## Task goal
Every record below must be returned word for word, with the pictures left out.
== Records shown ==
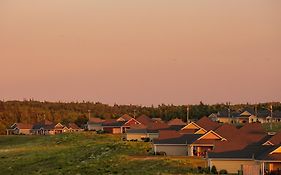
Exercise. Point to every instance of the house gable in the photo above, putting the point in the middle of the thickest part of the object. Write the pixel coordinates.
(268, 143)
(245, 113)
(211, 135)
(59, 125)
(191, 125)
(201, 131)
(277, 150)
(132, 121)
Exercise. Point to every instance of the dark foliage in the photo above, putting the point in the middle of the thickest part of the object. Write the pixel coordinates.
(30, 111)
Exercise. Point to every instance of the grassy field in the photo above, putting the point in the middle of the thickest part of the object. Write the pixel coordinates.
(85, 153)
(276, 127)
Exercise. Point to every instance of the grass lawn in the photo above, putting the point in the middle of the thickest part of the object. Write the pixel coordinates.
(85, 153)
(275, 127)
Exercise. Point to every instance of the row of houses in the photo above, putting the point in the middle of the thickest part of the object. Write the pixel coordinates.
(44, 127)
(248, 149)
(247, 116)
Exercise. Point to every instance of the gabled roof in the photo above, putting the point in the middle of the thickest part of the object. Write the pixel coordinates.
(128, 123)
(72, 126)
(176, 121)
(192, 126)
(45, 124)
(113, 123)
(253, 132)
(95, 120)
(227, 131)
(143, 119)
(253, 151)
(157, 126)
(22, 126)
(211, 135)
(201, 131)
(245, 113)
(157, 119)
(138, 126)
(276, 139)
(124, 117)
(207, 124)
(182, 140)
(167, 134)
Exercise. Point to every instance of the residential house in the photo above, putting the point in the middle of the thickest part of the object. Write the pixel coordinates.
(20, 128)
(72, 127)
(118, 126)
(254, 159)
(246, 116)
(145, 120)
(94, 124)
(150, 131)
(48, 128)
(203, 125)
(176, 122)
(182, 144)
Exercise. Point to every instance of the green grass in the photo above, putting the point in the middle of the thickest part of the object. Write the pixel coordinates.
(276, 127)
(85, 153)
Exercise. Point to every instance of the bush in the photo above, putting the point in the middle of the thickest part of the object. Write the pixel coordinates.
(161, 153)
(214, 170)
(223, 172)
(100, 132)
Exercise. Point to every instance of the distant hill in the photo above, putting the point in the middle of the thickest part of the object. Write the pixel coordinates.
(30, 111)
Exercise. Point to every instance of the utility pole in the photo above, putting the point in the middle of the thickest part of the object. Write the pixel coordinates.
(229, 120)
(271, 115)
(134, 113)
(89, 114)
(187, 114)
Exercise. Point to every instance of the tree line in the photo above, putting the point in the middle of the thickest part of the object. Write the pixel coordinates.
(30, 111)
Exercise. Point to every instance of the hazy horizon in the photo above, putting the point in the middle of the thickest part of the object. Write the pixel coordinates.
(141, 52)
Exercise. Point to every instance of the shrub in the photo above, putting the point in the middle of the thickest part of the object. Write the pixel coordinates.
(223, 171)
(214, 170)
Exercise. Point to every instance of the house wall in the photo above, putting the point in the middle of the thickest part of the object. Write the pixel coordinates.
(135, 136)
(94, 127)
(232, 166)
(224, 119)
(24, 131)
(153, 136)
(116, 130)
(275, 166)
(172, 150)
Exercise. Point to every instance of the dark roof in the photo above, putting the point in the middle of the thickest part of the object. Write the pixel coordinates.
(276, 139)
(207, 123)
(136, 131)
(22, 126)
(184, 139)
(125, 117)
(143, 119)
(176, 121)
(224, 114)
(144, 131)
(166, 134)
(253, 151)
(227, 131)
(176, 127)
(72, 126)
(113, 123)
(95, 120)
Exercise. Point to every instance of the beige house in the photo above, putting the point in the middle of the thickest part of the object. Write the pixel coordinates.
(254, 159)
(20, 128)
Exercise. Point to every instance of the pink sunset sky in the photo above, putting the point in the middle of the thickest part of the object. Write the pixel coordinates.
(141, 51)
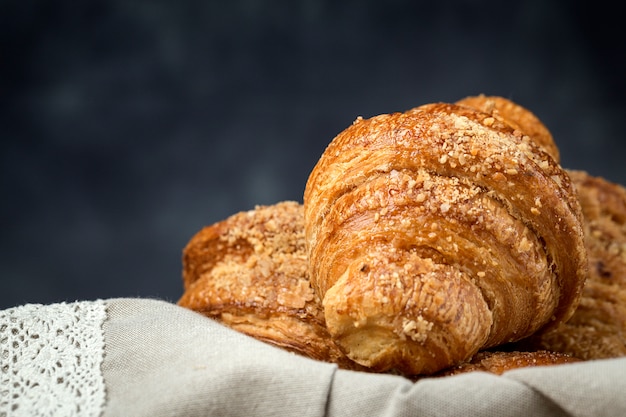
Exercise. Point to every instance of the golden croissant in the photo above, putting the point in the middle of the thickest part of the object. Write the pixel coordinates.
(437, 232)
(597, 329)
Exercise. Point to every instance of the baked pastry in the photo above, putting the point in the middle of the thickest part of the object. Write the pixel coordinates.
(437, 232)
(516, 116)
(250, 272)
(598, 327)
(498, 362)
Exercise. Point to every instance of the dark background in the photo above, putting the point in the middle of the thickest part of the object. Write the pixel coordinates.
(127, 126)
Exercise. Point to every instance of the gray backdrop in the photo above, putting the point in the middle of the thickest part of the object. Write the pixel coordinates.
(129, 125)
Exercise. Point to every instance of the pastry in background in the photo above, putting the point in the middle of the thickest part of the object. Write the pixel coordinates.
(250, 272)
(498, 362)
(598, 327)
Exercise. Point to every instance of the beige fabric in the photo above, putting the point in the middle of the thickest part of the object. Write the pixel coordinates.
(163, 360)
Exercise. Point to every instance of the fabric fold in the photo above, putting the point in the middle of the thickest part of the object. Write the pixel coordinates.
(163, 360)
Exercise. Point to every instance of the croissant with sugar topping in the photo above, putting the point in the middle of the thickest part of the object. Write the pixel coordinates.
(438, 232)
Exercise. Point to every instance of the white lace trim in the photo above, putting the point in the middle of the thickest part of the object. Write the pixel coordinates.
(50, 359)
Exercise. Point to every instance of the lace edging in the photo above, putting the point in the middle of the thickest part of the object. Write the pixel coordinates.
(50, 359)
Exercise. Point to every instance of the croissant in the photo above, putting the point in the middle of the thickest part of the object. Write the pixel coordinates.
(516, 116)
(250, 272)
(437, 232)
(597, 329)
===
## Task response
Exercise. Point to every instance of the house gable in the photo above, putting the point in the middle of the thickest part of the object. Write the pixel coordinates.
(268, 143)
(245, 113)
(211, 135)
(59, 125)
(191, 125)
(201, 131)
(277, 150)
(132, 121)
Exercise. Point to every instance of the dark foliage in the photo above, putting the point in the middle of the thickest part of the object. Write the pixel coordinates.
(30, 111)
Exercise. Point to every instance of the grassy field in the photo above, putting the point in the middle of the thickest part of the object. Write the pixel coordinates.
(85, 153)
(276, 127)
Exercise. Point to every instance of the grass lawn in the photo above, putting the point in the middle of the thickest part of the object. Write the pixel coordinates.
(85, 153)
(275, 127)
Exercise. Point to every instance of the row of houses in the photo above, putting the point in the middle of the thickest part of the object. Write the pixel coordinates.
(44, 127)
(248, 149)
(247, 116)
Exercise. Point to every instance of the gabled roof in the photo above, putting the point in the middle of the thickest part of the object. Write the pixel coordinates.
(128, 123)
(72, 126)
(176, 121)
(192, 126)
(45, 124)
(113, 123)
(253, 132)
(95, 120)
(227, 131)
(143, 119)
(253, 151)
(157, 126)
(22, 126)
(211, 135)
(201, 131)
(245, 113)
(157, 119)
(138, 126)
(276, 139)
(124, 117)
(207, 124)
(182, 140)
(167, 134)
Exercise. Point to every instance of the residential house in the photo above, putting the point in the middle of the thickest part of the object. Write the pixel coordinates.
(20, 128)
(72, 127)
(118, 126)
(254, 159)
(246, 116)
(145, 120)
(94, 124)
(150, 131)
(48, 128)
(203, 125)
(176, 122)
(182, 144)
Exercise. Point to every instance of the green grass in the photo above, putting the point in the middle of the thickest part of the object. Write the pixel coordinates.
(276, 127)
(85, 153)
Exercise. Point to every instance of the bush in the photo above, putting the point in the middle of the thickest part of the object. Write the pixel coordinates.
(161, 153)
(214, 170)
(223, 172)
(100, 132)
Exercise. Point to every instance of the distant hill in the photo above, putting the point in the middle of the thickest part of the object. Write the pixel coordinates.
(30, 111)
Exercise. Point to every instance of the utility pole in the photo above, putting the point in the middle of the thickest part of the object. Write the pixel coordinates.
(229, 120)
(271, 115)
(134, 113)
(89, 114)
(187, 114)
Exercise. Point to every instance of the tree line in the photo above, putting the point in the middle of the thickest part of the object. Write the pixel coordinates.
(30, 111)
Exercise. Point to every instance of the hazy horizon in the photo above, putting the point in the middle of the thickest part of the object. Write the pixel coordinates.
(141, 52)
Exercise. Point to every instance of the shrub in the photo above, putting the point in the middle of the thickest part of the object. Write the pixel coordinates.
(223, 171)
(214, 170)
Exercise. Point to every instance of the house wall in the photo above, putting the point in the middle of the thickest part of the object. Write the pixel coordinates.
(135, 136)
(94, 127)
(232, 166)
(224, 119)
(24, 131)
(153, 136)
(116, 130)
(275, 166)
(172, 150)
Exercise. Point to every instance of the dark roof in the photo above, putting the point in the middle of the thickest part of the object. Write the pixel coordinates.
(276, 139)
(207, 123)
(136, 131)
(22, 126)
(184, 139)
(125, 117)
(143, 119)
(176, 121)
(224, 114)
(144, 131)
(166, 134)
(253, 151)
(227, 131)
(176, 127)
(72, 126)
(113, 123)
(95, 120)
Exercise. Point to every instance of the beige house in the photo above, putting the point in the middle of the thickest part of the object. Write the pixel coordinates.
(254, 159)
(20, 128)
Exercise. Point to every instance of the pink sunset sky in the photo above, putting the point in the middle of the thickest part of the object. Write the pixel coordinates.
(141, 51)
Exercise. Point to every instance of the golden croissant in the photo above, putting the point in the middle of the thickest part of the object. Write the pixel coordinates.
(437, 232)
(597, 329)
Exercise. Point to every instance of the baked pastry in the photo above, putting the point in the middle of the thickest part of the object. Write the pixel coordinates.
(437, 232)
(516, 116)
(250, 272)
(598, 327)
(498, 362)
Exercise. Point to every instance of the dark background in the photo above, putting the point in the middle of the thickest part of the object. Write the pixel coordinates.
(127, 126)
Exercise. Point to every instance of the gray backdrop in the photo above, putting the point in the middle of the thickest part of the object. Write the pixel coordinates.
(129, 125)
Exercise. Point to every instance of the pastry in background in the photo above, putting the point in the middle of the thickest part of the object. Write the pixel coordinates.
(250, 272)
(498, 362)
(598, 327)
Exercise. Point to every instance of the beige fabric in the photo above, putting the point in the middle of the thickest part of the object. Write the pixel coordinates.
(163, 360)
Exercise. Point to every instance of the fabric fold in the photo above, putting the point in the middle of the thickest part of the object. Write the pixel coordinates.
(163, 360)
Exercise. Point to every instance of the croissant with sugar topping in the photo above, putting the point in the middle of the thickest part of the object. Write the pixel coordinates.
(438, 232)
Exercise. Point to every instance of the white lace trim in the photo above, putting the point in the middle of the thickest part of the object. Write the pixel coordinates.
(50, 359)
Exercise. Point to every instance of the lace edging in the photo above, putting the point in the middle of the thickest part of the object. Write the pixel coordinates.
(50, 359)
Exercise. Point to every instance of the croissant in the photo above, putting the point in the middle of the thickest part of the object. Write the pixel coordinates.
(516, 116)
(250, 272)
(437, 232)
(597, 329)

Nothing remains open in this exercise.